Activity 1: Transcribe the passage of the whiplash treatment guide from "Whiplash will often" up to and including "you have whiplash.".
Activity 2: Go on with the whiplash treatment guide from the point where it stops.

Document segment:
Whiplash will often get better on its own or after some simple treatment in a few weeks or months.

But sometimes it can cause severe and troublesome symptoms that last a long time.

The main treatments for whiplash are outlined below.

Keep your neck mobile

It's important not to rest your neck for prolonged periods if you have whiplash.

Your neck may be painful at first, but keeping it mobile will improve its movement and speed up your recovery. Any pain you experience when moving your neck is normal and won't cause further damage.

It's best to try to carry on with your normal activities and not use a neck brace or collar. Try to avoid staying in the same position, such as sitting or lying down, for long periods.

Doing some controlled neck exercises may also help reduce stiffness. Read an NHS leaflet on whiplash (PDF, 259kb) for some simple exercises you can try.

Self-care advice

The following measures can also help reduce your pain and aid your recovery:

  • Ice packs – for the first few days, holding an ice pack (a bag of frozen peas wrapped in a towel will also work) to your neck for up to 10 minutes several times a day may help reduce pain and swelling.
  • Warm compress – after a few days, holding a warm hot water bottle to your neck for up 15 minutes several times a day may be better at soothing your pain.
  • Good posture – always maintain a good, upright posture by keeping your back straight while sitting, standing and walking. If you spend a lot of time using a computer, adjust your chair and computer screen correctly.
  • Supportive pillow – some people find a firm, supportive pillow helps when sleeping. Avoid using more than one pillow and don't sleep on your front.

Painkillers

Painkillers can help relieve the pain of a whiplash injury.

Over-the-counter painkillers are usually recommended first, such as paracetamol or ibuprofen. These should be used regularly rather than only when the pain is most severe.

Always read the leaflet that comes with your medication to check whether it's suitable for you. For example, ibuprofen shouldn't be taken by anyone with a history of stomach ulcers.

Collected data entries
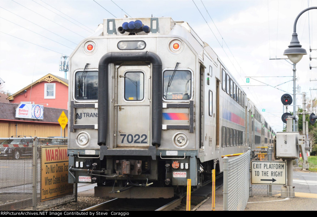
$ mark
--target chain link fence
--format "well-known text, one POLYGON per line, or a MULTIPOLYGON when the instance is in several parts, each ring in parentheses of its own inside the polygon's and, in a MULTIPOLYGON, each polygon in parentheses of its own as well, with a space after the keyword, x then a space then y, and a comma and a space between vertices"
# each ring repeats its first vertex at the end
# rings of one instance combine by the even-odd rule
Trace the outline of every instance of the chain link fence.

Your response 1:
Whiplash will often get better on its own or after some simple treatment in a few weeks or months.

But sometimes it can cause severe and troublesome symptoms that last a long time.

The main treatments for whiplash are outlined below.

Keep your neck mobile

It's important not to rest your neck for prolonged periods if you have whiplash.

Your response 2:
If one of these medicines doesn't relieve your pain, you can try taking both together. Read more about taking paracetamol and ibuprofen together.

If your neck pain is more severe, your GP can recommend a stronger painkiller, such as codeine. This can be used on its own or in combination with other painkillers.

Physiotherapy

Physiotherapy may be recommended if your symptoms continue for several weeks.

A physiotherapist may use a range of physical techniques to help improve your symptoms, such as:

  • neck exercises
  • massage
  • gentle manipulation of your neck

You may be able to get a referral for NHS physiotherapy through your GP, or you can choose to pay for private treatment.

Read more about accessing physiotherapy.

Long-term whiplash

Whiplash that lasts for six months or more is known as chronic whiplash or late whiplash syndrome.

There's little in the way of scientific evidence to suggest which treatments are most effective for long-term whiplash. Continuing with the treatments above is often recommended.

If you have long-term pain, ask your GP about a referral to a specialist NHS pain clinic for further treatment and support.

If you're struggling to cope with your symptoms, talk to your GP about medication and psychological support – such as cognitive behavioural therapy (CBT) – that may help.